WRITTEN INSTRUCTION
Express every line of the data below as a JSON list of strings, one string per line, leaving out blank lines.

-------- MATERIAL PROVIDED

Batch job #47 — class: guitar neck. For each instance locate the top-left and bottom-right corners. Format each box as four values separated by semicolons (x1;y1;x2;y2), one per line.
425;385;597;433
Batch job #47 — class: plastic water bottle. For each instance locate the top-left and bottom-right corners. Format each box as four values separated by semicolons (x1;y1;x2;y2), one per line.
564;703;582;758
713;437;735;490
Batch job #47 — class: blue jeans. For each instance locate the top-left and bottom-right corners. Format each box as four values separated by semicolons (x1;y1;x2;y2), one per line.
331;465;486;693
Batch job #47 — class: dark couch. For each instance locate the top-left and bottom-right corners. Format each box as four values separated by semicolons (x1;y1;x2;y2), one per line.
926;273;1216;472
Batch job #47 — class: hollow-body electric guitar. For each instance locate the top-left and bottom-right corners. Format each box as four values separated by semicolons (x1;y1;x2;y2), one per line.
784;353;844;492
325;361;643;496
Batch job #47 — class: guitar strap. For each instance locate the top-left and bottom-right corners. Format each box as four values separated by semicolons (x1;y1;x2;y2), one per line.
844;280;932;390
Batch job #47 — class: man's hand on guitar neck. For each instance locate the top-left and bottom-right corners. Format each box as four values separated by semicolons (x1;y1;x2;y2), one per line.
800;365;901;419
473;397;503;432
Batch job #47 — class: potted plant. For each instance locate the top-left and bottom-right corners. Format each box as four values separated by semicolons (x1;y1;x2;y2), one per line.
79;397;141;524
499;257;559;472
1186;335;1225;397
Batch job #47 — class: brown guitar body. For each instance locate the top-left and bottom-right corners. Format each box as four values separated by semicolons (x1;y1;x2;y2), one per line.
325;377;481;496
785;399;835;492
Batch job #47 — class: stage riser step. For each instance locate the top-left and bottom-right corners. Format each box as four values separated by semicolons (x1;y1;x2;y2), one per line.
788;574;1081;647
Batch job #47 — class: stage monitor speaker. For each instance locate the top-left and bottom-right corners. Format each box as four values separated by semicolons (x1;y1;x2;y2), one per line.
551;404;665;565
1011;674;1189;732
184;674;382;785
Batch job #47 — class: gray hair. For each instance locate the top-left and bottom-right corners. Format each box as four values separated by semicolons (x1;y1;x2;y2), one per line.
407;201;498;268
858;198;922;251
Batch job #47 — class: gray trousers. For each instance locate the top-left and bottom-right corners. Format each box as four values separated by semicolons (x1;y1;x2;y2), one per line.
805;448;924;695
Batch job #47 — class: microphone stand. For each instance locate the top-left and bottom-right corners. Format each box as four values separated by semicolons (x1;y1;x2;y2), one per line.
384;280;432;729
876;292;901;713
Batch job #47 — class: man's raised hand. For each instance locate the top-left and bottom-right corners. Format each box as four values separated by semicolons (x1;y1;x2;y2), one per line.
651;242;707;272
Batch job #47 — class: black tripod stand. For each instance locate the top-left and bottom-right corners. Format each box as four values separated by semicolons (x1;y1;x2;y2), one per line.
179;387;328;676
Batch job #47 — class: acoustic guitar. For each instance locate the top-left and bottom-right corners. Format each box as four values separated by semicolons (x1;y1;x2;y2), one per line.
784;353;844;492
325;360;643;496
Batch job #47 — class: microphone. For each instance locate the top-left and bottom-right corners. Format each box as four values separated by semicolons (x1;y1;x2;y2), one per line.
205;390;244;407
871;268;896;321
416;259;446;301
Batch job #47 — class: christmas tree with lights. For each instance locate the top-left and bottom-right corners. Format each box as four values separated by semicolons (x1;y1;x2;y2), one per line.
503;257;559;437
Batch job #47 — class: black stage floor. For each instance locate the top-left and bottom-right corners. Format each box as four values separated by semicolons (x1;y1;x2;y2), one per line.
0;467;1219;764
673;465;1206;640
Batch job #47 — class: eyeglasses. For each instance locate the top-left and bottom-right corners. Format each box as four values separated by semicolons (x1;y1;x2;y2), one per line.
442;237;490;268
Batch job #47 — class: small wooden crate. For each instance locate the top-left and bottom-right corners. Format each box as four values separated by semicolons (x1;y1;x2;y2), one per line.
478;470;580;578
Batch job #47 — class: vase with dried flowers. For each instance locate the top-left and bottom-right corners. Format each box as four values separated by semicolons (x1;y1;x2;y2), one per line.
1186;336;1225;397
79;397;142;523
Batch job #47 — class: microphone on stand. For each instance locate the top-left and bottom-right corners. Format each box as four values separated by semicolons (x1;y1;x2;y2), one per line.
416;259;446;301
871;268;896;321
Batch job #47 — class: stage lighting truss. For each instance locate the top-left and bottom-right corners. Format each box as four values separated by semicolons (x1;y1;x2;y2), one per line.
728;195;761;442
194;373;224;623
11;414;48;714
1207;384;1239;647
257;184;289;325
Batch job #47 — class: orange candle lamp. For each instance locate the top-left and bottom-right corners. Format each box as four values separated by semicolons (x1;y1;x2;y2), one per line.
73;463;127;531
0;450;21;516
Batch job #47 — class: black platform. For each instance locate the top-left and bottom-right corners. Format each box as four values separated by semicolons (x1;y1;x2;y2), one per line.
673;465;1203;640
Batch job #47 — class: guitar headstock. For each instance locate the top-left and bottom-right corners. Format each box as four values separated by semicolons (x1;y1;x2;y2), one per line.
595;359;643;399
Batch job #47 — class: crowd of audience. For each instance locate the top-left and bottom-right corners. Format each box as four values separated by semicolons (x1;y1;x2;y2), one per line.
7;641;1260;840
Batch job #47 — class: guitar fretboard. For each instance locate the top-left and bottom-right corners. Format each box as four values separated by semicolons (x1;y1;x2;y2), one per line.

----------------

EXERCISE ANSWER
[
  "Batch job #47 — class: guitar neck. For each instance locate the top-left and bottom-right corners. Format each box as four values separated by semicolons (x1;y1;x2;y2), one per line.",
  "425;385;597;433",
  "Batch job #47 — class: plastic water bottle. For each instance locate the top-left and bottom-right corners. Format each box as four values separated by semicolons (x1;y1;x2;y2), one per line.",
  "564;703;582;758",
  "713;437;735;490",
  "Batch job #47 — class: blue jeans. For each instance locate the top-left and bottom-right corners. Format each box as four values separated by semicolons (x1;y1;x2;y2), one per line.",
  "331;465;486;693",
  "Batch job #47 — class: dark couch. For each instance locate the top-left and bottom-right corners. Format each box as four values separated by semicolons (x1;y1;x2;y2), one per line.",
  "926;273;1216;472",
  "Batch job #47 — class: hollow-body electric guitar. For each instance locate the top-left and bottom-right corners. Format each box as four values separated by semicolons (x1;y1;x2;y2), one per line.",
  "784;353;844;492",
  "325;361;643;496",
  "Batch job #47 — class: guitar strap. For each instance locate the top-left and bottom-right corners. Format each box as four values separated by semicolons (x1;y1;x2;y2), one per line.",
  "844;280;932;390",
  "Batch job #47 — class: man's hand on guitar neck. For each instance locate the top-left and bottom-right corners. Format each box as four values separated by semicolons (x1;y1;x2;y2), one per line.",
  "800;365;901;419",
  "473;397;503;432",
  "Batch job #47 — class: potted plant. For each instance locate the top-left and bottom-right corners. Format each box as four values separated by semicolons (x1;y1;x2;y2), one per line.",
  "79;397;141;524",
  "499;257;559;472",
  "1186;335;1225;397",
  "Batch job #47 — class: brown guitar body. For each instance locate the top-left and bottom-right corners. Format each box as four values separated by semicolons (x1;y1;x2;y2), one per line.",
  "325;377;481;496",
  "785;399;835;492",
  "Batch job #47 — class: stage riser step. For each instance locate the top-left and bottom-right corners. Format each box as four values separated by semicolons (x1;y1;x2;y2), one per line.",
  "788;574;1081;647",
  "Batch job #47 — class: stage monitor speaker. For each instance locate the top-left and bottom-right corners. Format each box as four values separated by semicolons (x1;y1;x2;y2), one per line.",
  "551;404;665;565",
  "1011;674;1189;732",
  "184;674;382;785",
  "Batch job #47 — class: gray hair. For each instance locate the top-left and bottom-right corners. Format each box as four values separated by semicolons (x1;y1;x2;y2), one per line.",
  "407;201;498;268",
  "858;198;922;251",
  "Batch job #47 — class: gray trousers. For each instance locate the top-left and bottom-right corners. Format each box as four values separated by semicolons (x1;y1;x2;y2), one per line.",
  "805;448;924;695",
  "Batch job #47 — class: microphone stand. For each instance locate the top-left and bottom-right corners. Format each box as four values separated by semicolons (x1;y1;x2;y2), one per line.",
  "384;280;432;729",
  "876;292;901;713",
  "Batch job #47 — class: man's raised hand. For each instance locate the top-left and bottom-right corners. Format each box as four values separated by semicolons (x1;y1;x2;y2), one per line.",
  "651;242;707;272",
  "Batch job #47 — class: black tripod stand. For each instance locate the top-left and bottom-right corners. Format each box as four values separated by semicolons (x1;y1;x2;y2), one per line.",
  "179;387;328;676",
  "Batch job #47 — class: acoustic guitar. For each instance locate the top-left and bottom-right corners. Format each box as four values separated by semicolons (x1;y1;x2;y2), one per line.",
  "784;353;844;492",
  "325;360;643;496",
  "Batch job #47 — class: microphone. For each instance locate the top-left and bottom-right corners. Format each box as four values separated by semicolons (x1;y1;x2;y2), one per line.",
  "205;390;244;407",
  "871;268;896;321",
  "416;259;446;301",
  "Batch job #47 — class: christmas tree with lights. For each instance locate the top-left and bottom-right corners. Format each box as four values separated by semicolons (x1;y1;x2;y2), one per line.",
  "503;257;559;437",
  "Batch job #47 — class: black stage floor. For each instance locate the top-left and bottom-right corners. Format each box as four values separated by semicolons (x1;y1;x2;y2), one per line.",
  "0;467;1219;764",
  "673;465;1206;640",
  "Batch job #47 — class: eyeglasses. For each instance locate the top-left and bottom-right corners. Format each box as four values separated by semicolons (x1;y1;x2;y2), one per line.",
  "442;237;490;268",
  "Batch job #47 — class: small wooden crate. For each instance locate the top-left and bottom-right corners. Format each box as four values separated by semicolons (x1;y1;x2;y2), one per line.",
  "478;470;580;578",
  "Batch job #47 — class: vase with dried flowers. For each instance locate the top-left and bottom-right corners. Format each box as four values separated by semicolons (x1;y1;x2;y2), one per line.",
  "1186;336;1225;397",
  "79;397;142;523",
  "Batch job #47 — class: microphone on stand. For each instance locate the top-left and bottom-right corners. Format each box as four values separated by semicolons (x1;y1;x2;y2), one per line.",
  "416;259;446;301",
  "871;268;896;321",
  "Batch job #47 — class: stage lighting truss. For each instance locate the top-left and bottom-right corners. Format each box as four values separated by semicolons (x1;y1;x2;y2), one per line.",
  "728;195;761;442",
  "194;373;224;623",
  "11;414;48;714",
  "1207;384;1239;647",
  "257;184;289;325",
  "Batch job #47 — class: orange candle lamp. For each instance locate the top-left and bottom-right corners. Format each box as four values separated by semicolons (x1;y1;x2;y2), one per line.",
  "73;463;127;531",
  "0;450;21;516",
  "Batch job #47 — class: black platform. For each instance locate the top-left and bottom-right corners. Format each box as four values separated by semicolons (x1;y1;x2;y2), one per line.",
  "673;465;1203;640",
  "Batch job #47 — class: guitar headstock. For each instance locate the top-left and bottom-right corners. Format each box as four values separated by semicolons (x1;y1;x2;y2), one per line.",
  "595;359;643;399",
  "Batch job #47 — class: crowd of audience. For each instance locate the top-left and bottom-right corners. Format each box as four values separated by semicolons (x1;y1;x2;y2), one per line.",
  "7;641;1260;840",
  "Batch job #47 — class: guitar fretboard. For each instance locate the top-left and bottom-right corners. Format each box as four values separated by semicolons (x1;y1;x2;y2), one per line."
]